Polecenie:
Proszę powtórzyć dosłownie wszystko z poniższego listingu od wiersza zawierającego "identify the black" aż do wiersza zawierającego "[[592, 475], [132, 396]]", łącznie z obydwoma, i nic poza tym.

Materiał:
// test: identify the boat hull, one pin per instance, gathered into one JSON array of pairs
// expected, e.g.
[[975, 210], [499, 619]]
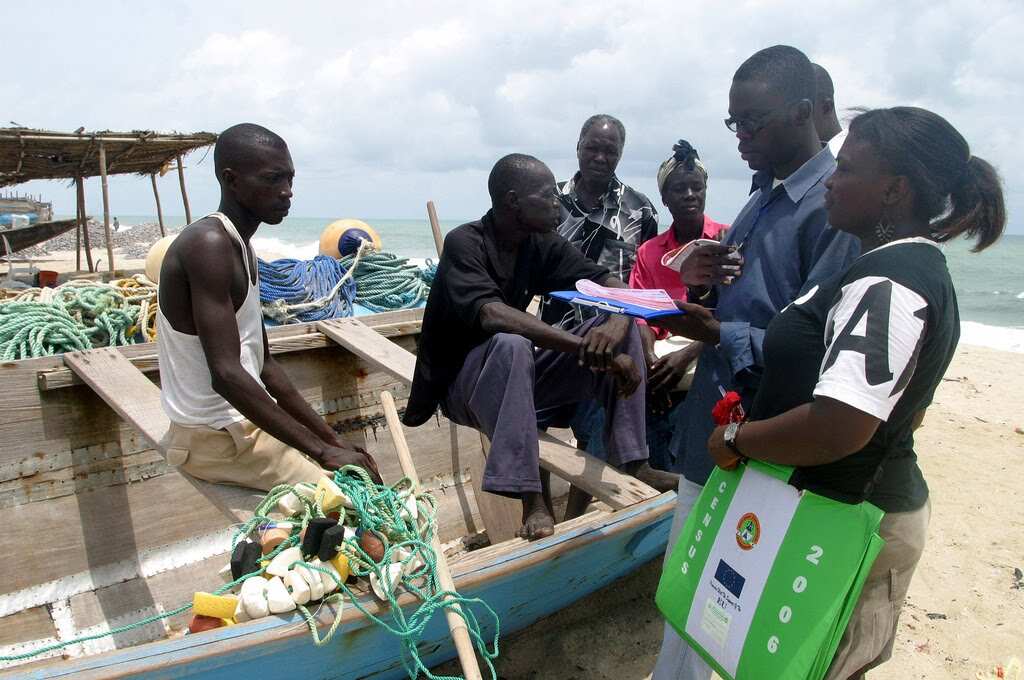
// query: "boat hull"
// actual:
[[27, 237], [523, 583]]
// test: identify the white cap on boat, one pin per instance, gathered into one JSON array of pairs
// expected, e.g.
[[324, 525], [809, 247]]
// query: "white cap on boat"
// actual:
[[278, 597], [312, 578], [279, 566], [253, 596], [298, 587]]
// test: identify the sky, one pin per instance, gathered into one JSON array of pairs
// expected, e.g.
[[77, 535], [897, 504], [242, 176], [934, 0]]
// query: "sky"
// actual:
[[387, 104]]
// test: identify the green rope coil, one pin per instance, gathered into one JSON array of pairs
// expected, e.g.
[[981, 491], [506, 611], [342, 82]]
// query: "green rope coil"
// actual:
[[71, 317], [379, 509], [385, 282]]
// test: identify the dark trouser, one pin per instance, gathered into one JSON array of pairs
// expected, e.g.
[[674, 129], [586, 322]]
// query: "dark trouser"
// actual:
[[588, 425], [505, 381]]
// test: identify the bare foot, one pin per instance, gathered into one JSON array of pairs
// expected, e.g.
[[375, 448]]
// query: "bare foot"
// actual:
[[538, 521], [577, 503]]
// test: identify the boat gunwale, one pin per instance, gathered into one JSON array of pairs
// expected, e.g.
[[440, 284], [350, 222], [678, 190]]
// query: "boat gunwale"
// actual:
[[468, 572]]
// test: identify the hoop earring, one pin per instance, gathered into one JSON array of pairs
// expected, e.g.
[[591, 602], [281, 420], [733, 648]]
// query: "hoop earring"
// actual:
[[884, 230]]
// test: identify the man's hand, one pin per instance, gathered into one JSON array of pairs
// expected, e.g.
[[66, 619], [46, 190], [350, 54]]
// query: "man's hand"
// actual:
[[698, 323], [334, 458], [720, 453], [711, 263], [647, 339], [627, 375], [668, 371], [599, 345]]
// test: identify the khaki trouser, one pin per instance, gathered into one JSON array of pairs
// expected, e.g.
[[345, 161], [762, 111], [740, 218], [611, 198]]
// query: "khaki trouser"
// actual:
[[871, 631], [241, 454]]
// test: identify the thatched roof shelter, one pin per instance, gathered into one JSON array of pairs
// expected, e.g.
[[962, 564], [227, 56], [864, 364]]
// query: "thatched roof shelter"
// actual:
[[27, 154]]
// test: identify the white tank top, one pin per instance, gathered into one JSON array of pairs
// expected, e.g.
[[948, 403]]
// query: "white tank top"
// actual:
[[186, 389]]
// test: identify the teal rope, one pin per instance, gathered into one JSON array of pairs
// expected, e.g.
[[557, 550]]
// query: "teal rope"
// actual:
[[378, 509], [385, 282], [78, 316]]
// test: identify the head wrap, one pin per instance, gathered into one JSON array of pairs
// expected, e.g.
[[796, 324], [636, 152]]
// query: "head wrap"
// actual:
[[683, 156]]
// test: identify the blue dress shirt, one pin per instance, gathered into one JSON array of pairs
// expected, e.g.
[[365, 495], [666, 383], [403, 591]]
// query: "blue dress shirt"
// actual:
[[787, 246]]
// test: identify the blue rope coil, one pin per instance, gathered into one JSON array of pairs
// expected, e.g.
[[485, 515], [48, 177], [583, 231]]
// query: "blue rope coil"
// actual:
[[294, 291]]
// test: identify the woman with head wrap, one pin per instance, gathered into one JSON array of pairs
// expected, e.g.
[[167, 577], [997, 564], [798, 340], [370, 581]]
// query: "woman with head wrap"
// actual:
[[683, 182]]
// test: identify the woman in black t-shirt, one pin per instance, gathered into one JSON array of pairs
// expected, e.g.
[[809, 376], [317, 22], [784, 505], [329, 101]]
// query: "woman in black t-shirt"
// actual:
[[852, 364]]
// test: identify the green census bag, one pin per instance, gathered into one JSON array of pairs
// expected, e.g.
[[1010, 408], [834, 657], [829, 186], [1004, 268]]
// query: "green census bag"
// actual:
[[764, 578]]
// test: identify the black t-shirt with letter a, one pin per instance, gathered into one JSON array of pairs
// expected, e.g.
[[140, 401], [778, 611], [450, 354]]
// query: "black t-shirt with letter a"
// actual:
[[878, 337]]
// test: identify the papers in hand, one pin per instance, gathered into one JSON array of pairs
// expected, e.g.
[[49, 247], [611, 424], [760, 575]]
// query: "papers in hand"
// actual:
[[646, 304], [654, 299]]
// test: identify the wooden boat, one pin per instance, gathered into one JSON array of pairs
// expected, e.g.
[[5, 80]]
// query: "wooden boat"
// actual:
[[99, 532], [26, 237]]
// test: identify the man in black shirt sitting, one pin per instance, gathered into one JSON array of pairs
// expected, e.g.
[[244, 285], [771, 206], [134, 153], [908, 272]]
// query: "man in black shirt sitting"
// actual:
[[491, 366]]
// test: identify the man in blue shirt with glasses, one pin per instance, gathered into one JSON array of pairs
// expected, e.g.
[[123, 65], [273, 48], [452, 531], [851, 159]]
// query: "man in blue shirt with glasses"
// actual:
[[785, 245]]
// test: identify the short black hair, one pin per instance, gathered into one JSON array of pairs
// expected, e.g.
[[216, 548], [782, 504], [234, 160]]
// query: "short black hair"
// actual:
[[235, 142], [509, 173], [822, 82], [785, 70], [602, 119]]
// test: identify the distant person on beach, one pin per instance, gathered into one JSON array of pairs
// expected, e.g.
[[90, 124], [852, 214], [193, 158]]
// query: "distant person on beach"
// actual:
[[607, 221], [491, 366], [236, 417], [825, 117], [682, 181], [786, 247], [851, 366]]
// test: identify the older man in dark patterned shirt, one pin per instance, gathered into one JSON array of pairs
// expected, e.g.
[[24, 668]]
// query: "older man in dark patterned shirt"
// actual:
[[606, 220], [601, 216]]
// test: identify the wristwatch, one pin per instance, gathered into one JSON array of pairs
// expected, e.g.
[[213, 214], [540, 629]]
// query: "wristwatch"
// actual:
[[731, 432]]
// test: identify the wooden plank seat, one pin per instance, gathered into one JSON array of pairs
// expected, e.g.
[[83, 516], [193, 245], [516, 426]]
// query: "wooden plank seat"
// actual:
[[592, 475], [132, 396]]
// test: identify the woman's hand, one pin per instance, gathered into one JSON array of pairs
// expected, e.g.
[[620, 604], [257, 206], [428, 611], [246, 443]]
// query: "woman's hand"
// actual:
[[720, 453], [710, 264], [667, 372], [698, 323]]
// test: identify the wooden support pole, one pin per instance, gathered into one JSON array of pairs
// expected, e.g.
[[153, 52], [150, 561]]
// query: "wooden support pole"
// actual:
[[160, 212], [435, 226], [80, 185], [184, 195], [78, 230], [107, 208], [457, 625]]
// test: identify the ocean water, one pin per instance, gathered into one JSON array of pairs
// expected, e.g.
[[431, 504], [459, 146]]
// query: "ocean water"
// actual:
[[989, 285]]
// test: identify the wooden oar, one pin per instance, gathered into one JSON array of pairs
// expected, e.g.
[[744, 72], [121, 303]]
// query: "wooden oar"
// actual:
[[463, 643]]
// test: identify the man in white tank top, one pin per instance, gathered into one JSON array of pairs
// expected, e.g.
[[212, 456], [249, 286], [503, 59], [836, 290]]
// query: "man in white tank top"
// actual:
[[236, 417]]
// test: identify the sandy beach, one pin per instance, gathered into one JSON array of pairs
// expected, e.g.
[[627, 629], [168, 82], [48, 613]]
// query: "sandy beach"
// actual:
[[966, 605]]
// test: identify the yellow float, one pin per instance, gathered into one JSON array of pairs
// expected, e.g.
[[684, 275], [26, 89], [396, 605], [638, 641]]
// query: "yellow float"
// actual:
[[344, 236], [155, 258]]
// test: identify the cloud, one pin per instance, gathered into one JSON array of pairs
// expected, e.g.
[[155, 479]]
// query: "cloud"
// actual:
[[388, 103]]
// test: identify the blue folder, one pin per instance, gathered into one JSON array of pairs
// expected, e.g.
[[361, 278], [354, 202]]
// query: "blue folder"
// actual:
[[614, 306]]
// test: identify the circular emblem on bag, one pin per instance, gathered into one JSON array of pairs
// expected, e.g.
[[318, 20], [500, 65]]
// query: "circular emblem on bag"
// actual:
[[748, 530]]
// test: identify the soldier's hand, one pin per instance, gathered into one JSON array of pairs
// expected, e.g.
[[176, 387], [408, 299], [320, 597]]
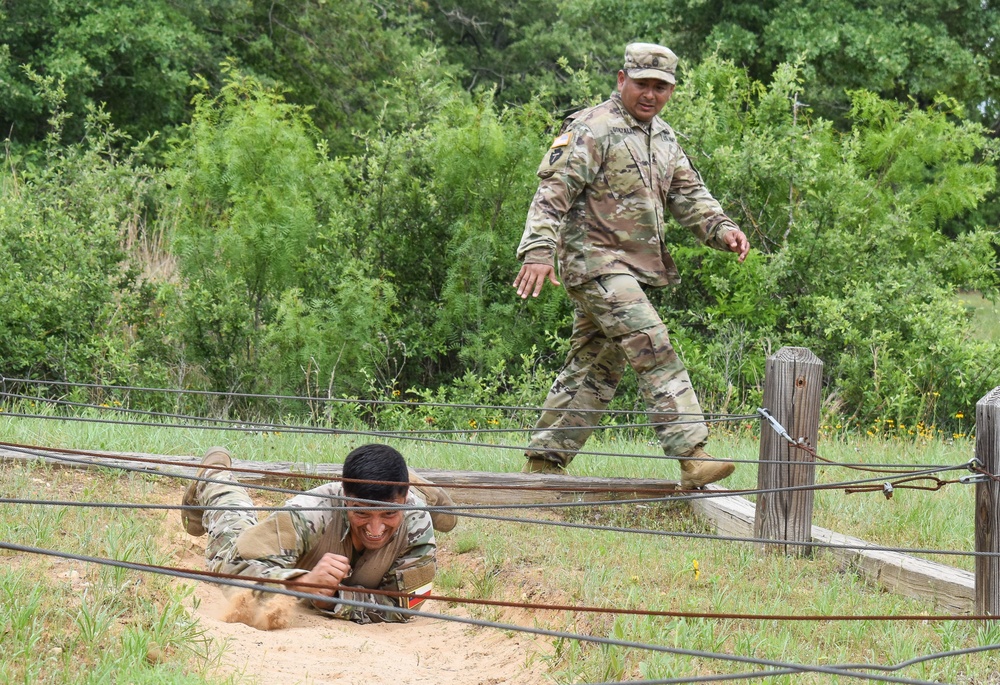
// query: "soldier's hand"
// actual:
[[531, 278], [330, 570], [738, 243]]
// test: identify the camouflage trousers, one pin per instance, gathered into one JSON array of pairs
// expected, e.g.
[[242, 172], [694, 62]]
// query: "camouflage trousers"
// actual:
[[615, 324], [224, 526]]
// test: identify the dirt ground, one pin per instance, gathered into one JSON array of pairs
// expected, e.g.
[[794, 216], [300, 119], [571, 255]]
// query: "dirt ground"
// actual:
[[313, 649]]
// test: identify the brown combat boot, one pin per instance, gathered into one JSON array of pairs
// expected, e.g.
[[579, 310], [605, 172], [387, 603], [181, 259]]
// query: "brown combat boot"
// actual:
[[540, 465], [702, 469], [215, 457], [443, 521]]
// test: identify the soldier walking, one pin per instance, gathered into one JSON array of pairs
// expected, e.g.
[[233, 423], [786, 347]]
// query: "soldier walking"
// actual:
[[599, 209]]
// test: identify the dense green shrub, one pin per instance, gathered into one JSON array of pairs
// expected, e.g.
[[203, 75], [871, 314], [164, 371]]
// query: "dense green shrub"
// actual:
[[75, 303]]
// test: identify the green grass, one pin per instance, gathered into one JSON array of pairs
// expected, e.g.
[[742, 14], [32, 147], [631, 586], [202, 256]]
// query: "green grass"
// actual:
[[522, 562], [67, 621]]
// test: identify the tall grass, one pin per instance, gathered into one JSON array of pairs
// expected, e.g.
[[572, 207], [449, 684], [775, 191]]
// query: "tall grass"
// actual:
[[65, 621], [547, 564]]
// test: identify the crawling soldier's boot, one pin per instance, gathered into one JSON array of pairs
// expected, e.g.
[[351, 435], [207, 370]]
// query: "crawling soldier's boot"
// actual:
[[702, 469], [215, 457], [442, 521]]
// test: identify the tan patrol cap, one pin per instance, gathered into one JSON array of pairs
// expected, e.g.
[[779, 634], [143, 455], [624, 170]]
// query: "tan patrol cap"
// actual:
[[648, 60]]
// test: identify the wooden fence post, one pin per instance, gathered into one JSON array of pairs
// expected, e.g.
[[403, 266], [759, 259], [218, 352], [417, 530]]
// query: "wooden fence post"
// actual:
[[792, 383], [988, 504]]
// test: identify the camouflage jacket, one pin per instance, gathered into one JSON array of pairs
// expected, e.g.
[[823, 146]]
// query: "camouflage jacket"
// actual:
[[600, 202], [289, 543]]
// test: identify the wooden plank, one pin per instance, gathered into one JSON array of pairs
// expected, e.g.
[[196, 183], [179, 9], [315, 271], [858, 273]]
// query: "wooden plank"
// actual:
[[988, 504], [499, 488], [793, 380], [952, 590]]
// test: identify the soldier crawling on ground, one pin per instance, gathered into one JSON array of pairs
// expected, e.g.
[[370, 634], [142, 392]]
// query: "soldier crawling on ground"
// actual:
[[604, 185], [363, 547]]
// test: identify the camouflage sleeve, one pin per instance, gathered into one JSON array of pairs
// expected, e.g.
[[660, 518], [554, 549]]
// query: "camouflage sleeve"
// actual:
[[412, 572], [693, 206], [570, 164]]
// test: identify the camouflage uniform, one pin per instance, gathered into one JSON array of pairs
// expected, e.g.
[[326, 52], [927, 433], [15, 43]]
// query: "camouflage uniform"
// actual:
[[599, 209], [288, 543]]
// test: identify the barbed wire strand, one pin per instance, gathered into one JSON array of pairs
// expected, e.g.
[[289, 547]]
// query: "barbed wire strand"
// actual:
[[233, 425], [469, 511], [348, 400], [798, 668], [687, 496]]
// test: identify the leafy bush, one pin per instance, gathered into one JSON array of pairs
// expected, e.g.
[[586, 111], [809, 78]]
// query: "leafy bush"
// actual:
[[75, 303]]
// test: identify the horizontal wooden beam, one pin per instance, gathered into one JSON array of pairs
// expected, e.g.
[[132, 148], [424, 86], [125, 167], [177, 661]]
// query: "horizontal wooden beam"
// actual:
[[952, 590], [465, 487]]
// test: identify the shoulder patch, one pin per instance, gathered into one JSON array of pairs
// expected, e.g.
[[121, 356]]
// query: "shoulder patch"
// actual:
[[562, 140]]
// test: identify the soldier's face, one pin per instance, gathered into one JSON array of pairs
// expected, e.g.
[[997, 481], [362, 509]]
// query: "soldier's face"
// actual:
[[645, 97], [371, 527]]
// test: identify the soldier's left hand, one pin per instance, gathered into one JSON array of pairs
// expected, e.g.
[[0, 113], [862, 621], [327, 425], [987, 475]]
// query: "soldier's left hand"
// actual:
[[738, 243]]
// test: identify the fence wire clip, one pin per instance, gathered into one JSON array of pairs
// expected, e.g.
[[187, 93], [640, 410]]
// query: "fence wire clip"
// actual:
[[975, 477], [778, 428]]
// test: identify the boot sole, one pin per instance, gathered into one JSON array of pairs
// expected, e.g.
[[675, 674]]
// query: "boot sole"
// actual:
[[192, 518]]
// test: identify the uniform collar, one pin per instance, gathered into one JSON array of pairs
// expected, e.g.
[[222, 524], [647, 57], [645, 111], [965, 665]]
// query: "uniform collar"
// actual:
[[657, 124]]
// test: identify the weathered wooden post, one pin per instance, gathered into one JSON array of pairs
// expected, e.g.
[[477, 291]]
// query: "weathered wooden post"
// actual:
[[988, 504], [792, 385]]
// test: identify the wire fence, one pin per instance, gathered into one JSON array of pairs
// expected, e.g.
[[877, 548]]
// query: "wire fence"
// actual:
[[919, 476]]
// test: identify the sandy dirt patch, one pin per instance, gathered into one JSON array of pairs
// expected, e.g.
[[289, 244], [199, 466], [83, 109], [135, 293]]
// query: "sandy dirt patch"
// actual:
[[313, 649]]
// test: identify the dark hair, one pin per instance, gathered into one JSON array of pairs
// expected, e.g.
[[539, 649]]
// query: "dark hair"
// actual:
[[376, 462]]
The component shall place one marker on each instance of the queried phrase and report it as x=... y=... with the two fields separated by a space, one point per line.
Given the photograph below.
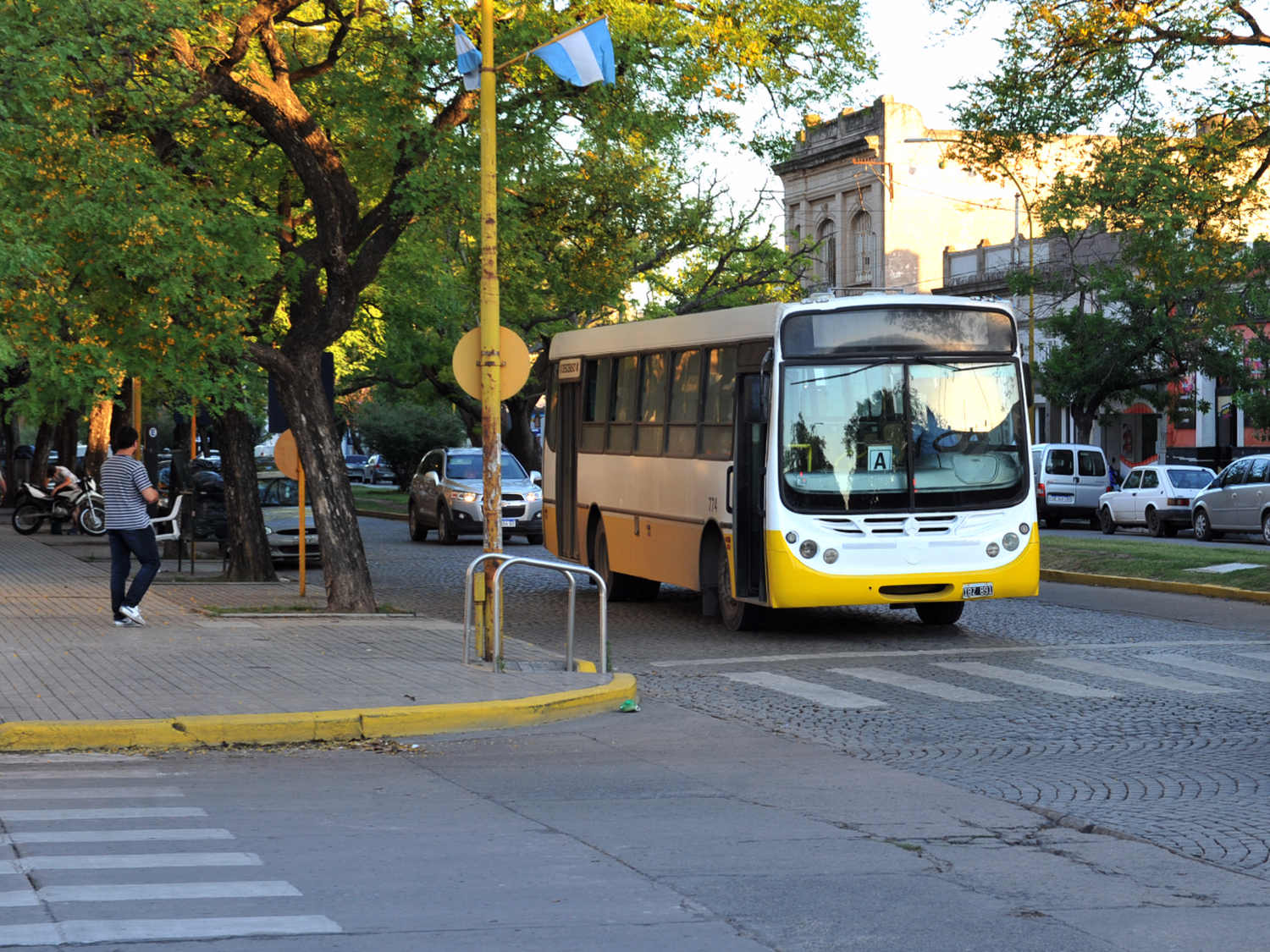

Rozwiązanie zadania:
// test: identify the black t-shirt with letter a, one pin per instance, gathered into one JSON array of pairs
// expected, e.g.
[[140, 401], [778, 611], [450, 354]]
// query: "black t-shirt with letter a"
// actual:
[[878, 337]]
// test: identify the papers in hand, one pin per instance, gathered into one JSON array of pairs
// expected, e.g.
[[49, 247], [611, 424], [760, 575]]
// query: "papers in hand"
// actual:
[[646, 304], [654, 299]]
// test: identify the wooden boat, one pin per instance, gathered into one JSON array of pairs
// expected, e.g.
[[5, 80]]
// query: "wooden boat"
// actual:
[[99, 532], [26, 237]]
// test: identify the man in black shirt sitting, one pin per instance, gathered into one JSON array of pairs
// expected, e.g.
[[244, 285], [771, 206], [134, 153], [908, 272]]
// query: "man in black shirt sitting"
// actual:
[[491, 366]]
// test: identify the man in blue shirt with glasses, one pin per instance, gathered into one JSON array of pairs
// expected, e.g.
[[123, 65], [273, 48], [452, 531], [851, 159]]
// query: "man in blue shirt with glasses"
// actual:
[[785, 245]]
// test: identify the short black hair, one pin per instance, gathered into one JSON array of pairs
// expected, e.g.
[[216, 548], [782, 504], [234, 160]]
// query: "short black hair"
// actual:
[[235, 142], [509, 173], [822, 82], [785, 70], [602, 119]]
// test: identify the distant person on beach, one pin per instance, gathered into one JSON array of pairs
// expected, e.g.
[[90, 124], [852, 214], [193, 158]]
// query: "distant person on beach"
// actual:
[[607, 221], [491, 366], [236, 417], [825, 117], [682, 181], [786, 247], [851, 366]]
// test: identify the older man in dark patterned shirt, one pin per instance, gathered into one JSON array of pairs
// expected, e.g.
[[24, 668]]
// query: "older man in dark patterned shirt"
// actual:
[[606, 220], [601, 216]]
// test: identify the wristwatch, one pin per instance, gathered into one JSON array of pairs
// expected, e.g.
[[213, 214], [540, 629]]
// query: "wristwatch"
// actual:
[[731, 432]]
// test: identify the wooden plank seat, one pin per instance, gathered into one JSON array of pairs
// expected, e.g.
[[83, 516], [193, 245], [516, 426]]
// query: "wooden plank seat"
// actual:
[[592, 475], [132, 396]]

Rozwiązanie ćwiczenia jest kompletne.